Pull out each line in the material below that contains the word "blossom" and copy it word for word.

######

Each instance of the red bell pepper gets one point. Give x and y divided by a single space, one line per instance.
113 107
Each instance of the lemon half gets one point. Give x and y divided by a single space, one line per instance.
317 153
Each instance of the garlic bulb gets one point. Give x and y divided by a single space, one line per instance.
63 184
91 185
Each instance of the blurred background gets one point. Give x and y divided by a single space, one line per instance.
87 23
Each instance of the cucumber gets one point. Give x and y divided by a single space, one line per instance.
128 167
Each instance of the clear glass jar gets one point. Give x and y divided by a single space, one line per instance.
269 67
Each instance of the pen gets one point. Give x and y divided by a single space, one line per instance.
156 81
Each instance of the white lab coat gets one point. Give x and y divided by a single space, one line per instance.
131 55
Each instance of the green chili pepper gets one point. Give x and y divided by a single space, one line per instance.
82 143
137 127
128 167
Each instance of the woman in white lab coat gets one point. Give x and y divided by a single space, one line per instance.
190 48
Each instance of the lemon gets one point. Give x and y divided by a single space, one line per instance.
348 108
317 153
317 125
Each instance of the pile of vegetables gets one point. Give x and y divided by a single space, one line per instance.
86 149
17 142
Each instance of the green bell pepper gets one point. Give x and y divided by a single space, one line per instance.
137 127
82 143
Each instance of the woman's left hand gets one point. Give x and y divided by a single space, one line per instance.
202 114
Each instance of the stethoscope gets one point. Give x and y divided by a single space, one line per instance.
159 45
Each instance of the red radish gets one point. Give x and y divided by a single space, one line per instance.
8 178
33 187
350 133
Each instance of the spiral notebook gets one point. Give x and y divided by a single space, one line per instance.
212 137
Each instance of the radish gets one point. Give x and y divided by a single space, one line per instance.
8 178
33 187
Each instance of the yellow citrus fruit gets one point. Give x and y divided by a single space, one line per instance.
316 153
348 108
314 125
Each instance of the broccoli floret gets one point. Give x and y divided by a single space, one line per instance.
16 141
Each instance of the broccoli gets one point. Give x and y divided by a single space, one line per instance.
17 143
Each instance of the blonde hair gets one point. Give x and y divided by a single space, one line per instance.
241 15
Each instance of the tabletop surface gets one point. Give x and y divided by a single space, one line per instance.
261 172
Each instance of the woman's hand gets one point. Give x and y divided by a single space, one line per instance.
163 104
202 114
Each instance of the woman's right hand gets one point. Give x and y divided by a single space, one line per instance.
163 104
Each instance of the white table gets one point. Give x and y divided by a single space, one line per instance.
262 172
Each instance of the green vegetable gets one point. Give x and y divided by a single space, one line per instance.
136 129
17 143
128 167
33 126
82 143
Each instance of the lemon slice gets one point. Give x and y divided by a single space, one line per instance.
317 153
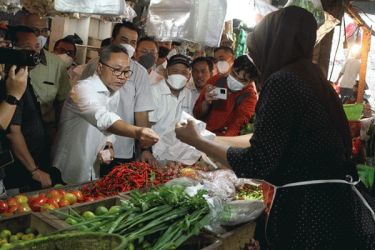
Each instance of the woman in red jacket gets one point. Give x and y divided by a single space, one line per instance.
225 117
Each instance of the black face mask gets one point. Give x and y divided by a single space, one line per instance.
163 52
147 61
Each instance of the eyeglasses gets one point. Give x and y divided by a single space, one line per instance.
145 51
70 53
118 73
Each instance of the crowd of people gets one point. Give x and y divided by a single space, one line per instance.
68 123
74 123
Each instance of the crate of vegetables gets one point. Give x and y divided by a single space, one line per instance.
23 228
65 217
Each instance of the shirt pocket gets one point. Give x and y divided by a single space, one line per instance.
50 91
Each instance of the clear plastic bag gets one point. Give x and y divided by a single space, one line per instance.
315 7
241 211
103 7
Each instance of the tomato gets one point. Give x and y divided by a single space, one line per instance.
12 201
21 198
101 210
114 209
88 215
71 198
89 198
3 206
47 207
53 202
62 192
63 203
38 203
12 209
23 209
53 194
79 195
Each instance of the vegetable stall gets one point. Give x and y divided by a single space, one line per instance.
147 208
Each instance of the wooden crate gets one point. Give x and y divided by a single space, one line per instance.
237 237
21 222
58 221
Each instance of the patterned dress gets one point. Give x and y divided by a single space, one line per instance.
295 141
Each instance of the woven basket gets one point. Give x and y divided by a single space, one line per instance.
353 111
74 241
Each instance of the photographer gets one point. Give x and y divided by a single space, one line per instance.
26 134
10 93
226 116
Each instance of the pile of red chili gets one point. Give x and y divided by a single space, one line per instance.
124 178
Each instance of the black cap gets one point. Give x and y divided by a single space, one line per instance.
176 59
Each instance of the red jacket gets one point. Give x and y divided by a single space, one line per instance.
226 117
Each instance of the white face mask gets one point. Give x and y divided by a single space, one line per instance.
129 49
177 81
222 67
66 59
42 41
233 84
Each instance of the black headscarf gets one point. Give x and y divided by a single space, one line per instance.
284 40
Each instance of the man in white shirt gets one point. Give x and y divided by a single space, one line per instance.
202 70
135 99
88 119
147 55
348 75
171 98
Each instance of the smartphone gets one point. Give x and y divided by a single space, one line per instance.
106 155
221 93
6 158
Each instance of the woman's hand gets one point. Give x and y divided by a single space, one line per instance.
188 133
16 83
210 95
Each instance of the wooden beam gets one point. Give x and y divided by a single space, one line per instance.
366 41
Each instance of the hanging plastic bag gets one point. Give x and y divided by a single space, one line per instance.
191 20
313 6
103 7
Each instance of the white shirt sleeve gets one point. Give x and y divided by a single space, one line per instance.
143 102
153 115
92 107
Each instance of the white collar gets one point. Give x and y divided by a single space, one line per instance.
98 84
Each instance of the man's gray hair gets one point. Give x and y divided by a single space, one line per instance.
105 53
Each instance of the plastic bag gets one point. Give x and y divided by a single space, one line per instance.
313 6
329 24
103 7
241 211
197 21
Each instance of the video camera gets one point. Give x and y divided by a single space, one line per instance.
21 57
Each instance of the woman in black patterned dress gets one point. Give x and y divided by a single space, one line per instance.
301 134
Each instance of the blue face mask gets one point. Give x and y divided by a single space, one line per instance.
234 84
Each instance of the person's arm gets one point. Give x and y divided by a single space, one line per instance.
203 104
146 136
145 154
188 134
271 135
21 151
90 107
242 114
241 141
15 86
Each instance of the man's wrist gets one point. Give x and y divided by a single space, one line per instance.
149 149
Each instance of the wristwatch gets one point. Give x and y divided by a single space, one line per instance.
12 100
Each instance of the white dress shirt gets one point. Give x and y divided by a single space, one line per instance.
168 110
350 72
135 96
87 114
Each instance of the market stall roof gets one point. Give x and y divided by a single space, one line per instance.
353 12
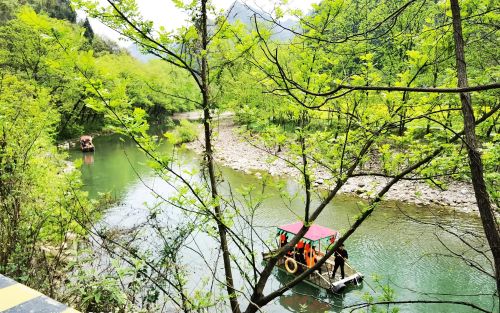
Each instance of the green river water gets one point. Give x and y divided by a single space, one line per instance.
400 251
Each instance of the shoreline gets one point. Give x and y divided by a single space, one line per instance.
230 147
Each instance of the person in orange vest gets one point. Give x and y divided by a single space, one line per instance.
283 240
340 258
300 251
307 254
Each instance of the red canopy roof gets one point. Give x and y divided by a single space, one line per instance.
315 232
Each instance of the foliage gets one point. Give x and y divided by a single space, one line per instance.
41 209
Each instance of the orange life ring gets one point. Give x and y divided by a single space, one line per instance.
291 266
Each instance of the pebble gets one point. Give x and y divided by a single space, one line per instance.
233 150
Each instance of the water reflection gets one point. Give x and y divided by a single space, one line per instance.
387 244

######

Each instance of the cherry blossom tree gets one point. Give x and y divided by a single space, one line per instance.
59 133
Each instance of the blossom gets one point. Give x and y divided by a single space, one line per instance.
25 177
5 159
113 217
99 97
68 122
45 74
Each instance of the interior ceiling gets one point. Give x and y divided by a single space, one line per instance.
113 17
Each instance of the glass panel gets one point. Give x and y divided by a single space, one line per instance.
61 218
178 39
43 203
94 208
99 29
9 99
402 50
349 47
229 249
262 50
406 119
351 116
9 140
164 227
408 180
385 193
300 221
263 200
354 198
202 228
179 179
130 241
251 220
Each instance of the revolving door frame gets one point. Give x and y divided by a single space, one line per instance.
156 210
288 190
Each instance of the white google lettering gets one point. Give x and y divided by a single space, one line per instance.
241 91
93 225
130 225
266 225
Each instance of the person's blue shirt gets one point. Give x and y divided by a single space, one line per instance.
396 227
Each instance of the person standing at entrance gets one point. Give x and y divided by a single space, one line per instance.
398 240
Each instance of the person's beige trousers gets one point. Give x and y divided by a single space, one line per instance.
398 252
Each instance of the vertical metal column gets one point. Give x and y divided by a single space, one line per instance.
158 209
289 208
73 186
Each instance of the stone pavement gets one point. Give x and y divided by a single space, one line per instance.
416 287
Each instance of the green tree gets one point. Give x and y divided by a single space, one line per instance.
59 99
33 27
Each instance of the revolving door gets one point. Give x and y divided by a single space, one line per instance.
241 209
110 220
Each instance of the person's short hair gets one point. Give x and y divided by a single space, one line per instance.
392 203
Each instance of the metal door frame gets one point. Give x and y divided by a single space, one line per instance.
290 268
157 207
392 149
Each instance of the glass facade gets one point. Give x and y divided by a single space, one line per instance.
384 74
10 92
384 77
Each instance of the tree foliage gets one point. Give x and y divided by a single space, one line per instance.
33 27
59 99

######

• [TASK SOLUTION]
Each instance of the cherry blossom tree gets one point. Give x and y divided by a single space, one line per instance.
Each instance of the blossom gets one point. Give x and y divided by a single space, one line per instance.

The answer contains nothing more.